页面摘录
....

统计量
定义:设\((X_1,\dots,X_n)\)为取自总体的一组样本,若函数\(g(X_1,\dots,X_n)\)不包含总体分布中的任何参数,则称\(g(X_1,\dots,X_n)\)为统计量。
样本均值和样本方差
\[ \begin{gather} \text{样本均值:}\bar X = \frac{1}{n} \sum_{i=1}^n X_i \\ \text{样本方差:}S^2 = \frac{1}{n-1} \sum_{i=1}^N (X_i - \bar X)^2 = \frac{1}{n-1} (\sum_{i=1}^n X_i^2 - n \bar X^2) \end{gather} \]
令\(m_k = \frac{1}{n} \sum_{i=1}^n X_i^k\)为样本的\(k\)阶原点矩,\(a_k = \frac{1}{n} \sum_{i=1}^n (X_i - \bar X)^k\)为样本的\(k\)阶中心矩,这些也都是统计量。特别地,当\(k=2\)时,我们令\(S_n^2 \triangleq a_2 = \frac{1}{n} \sum_{i=1}^n X_i^2 - \bar X^2\)。

....

存储条目

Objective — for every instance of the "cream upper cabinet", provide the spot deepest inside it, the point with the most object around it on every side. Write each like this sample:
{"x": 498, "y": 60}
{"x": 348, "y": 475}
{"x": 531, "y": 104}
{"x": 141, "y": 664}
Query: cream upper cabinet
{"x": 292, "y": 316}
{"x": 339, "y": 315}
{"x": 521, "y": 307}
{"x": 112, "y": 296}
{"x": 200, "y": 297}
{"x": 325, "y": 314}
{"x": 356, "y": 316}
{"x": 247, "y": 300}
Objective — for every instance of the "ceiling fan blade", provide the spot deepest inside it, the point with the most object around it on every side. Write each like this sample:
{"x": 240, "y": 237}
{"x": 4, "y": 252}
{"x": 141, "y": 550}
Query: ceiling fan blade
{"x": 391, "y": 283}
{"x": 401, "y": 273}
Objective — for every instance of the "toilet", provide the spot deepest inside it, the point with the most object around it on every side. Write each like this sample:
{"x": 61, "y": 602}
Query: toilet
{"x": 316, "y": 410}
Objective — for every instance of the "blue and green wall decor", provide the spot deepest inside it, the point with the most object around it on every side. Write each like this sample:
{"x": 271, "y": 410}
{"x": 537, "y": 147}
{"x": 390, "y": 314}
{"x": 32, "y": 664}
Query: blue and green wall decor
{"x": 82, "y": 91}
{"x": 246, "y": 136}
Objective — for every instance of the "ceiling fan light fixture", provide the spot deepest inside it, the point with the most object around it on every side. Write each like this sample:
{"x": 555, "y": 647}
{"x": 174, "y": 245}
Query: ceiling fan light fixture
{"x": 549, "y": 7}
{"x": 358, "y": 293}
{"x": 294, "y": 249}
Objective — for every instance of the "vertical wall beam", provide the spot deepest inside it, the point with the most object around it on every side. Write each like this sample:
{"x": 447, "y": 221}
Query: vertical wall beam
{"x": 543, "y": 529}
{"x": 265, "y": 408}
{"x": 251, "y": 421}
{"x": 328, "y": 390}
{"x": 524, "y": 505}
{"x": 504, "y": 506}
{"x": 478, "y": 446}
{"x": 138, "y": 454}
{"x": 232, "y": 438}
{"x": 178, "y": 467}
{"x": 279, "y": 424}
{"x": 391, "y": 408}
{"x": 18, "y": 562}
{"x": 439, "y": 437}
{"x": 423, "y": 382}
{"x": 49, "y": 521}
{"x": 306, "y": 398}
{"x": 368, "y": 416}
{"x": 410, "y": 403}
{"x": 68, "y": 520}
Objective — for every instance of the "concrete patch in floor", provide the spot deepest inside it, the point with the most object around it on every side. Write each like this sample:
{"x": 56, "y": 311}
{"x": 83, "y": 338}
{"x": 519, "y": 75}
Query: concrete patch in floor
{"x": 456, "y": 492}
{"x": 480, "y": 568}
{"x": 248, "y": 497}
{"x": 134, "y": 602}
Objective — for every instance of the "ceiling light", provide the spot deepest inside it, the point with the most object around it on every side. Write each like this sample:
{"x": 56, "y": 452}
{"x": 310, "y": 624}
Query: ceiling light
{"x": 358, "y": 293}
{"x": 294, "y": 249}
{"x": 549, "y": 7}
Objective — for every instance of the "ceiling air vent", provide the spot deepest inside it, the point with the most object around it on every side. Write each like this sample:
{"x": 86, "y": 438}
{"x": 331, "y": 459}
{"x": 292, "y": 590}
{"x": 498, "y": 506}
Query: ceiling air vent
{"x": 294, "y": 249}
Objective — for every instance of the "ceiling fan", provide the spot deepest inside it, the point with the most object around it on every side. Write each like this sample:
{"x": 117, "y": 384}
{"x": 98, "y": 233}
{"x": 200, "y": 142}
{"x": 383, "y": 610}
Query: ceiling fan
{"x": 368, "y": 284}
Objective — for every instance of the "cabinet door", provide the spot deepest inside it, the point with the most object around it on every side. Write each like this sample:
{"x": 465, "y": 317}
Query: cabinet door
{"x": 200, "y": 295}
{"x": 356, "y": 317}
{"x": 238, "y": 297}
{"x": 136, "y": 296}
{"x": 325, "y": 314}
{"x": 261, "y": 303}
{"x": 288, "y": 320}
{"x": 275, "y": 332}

....

练习要求
1. 将统计量页面中的这句话译成英文:"定义:设\((X_1,\dots,X_n)\)为取自总体的一组样本,若函数\(g(X_1,\dots,X_n)\)不包含总体分布中的任何参数,则称\(g(X_1,\dots,X_n)\)为统计量。"
2. 从上面的条目中提取所有含有字符串"door"的行。

预期结果
1. Definition: Let \((X_1,\dots,X_n)\) be a sample drawn from the population; if the function \(g(X_1,\dots,X_n)\) does not contain any parameter of the population distribution, then \(g(X_1,\dots,X_n)\) is called a statistic.

2.
Objective — for every instance of the "cabinet door", provide the spot deepest inside it, the point with the most object around it on every side. Write each like this sample:
Query: cabinet door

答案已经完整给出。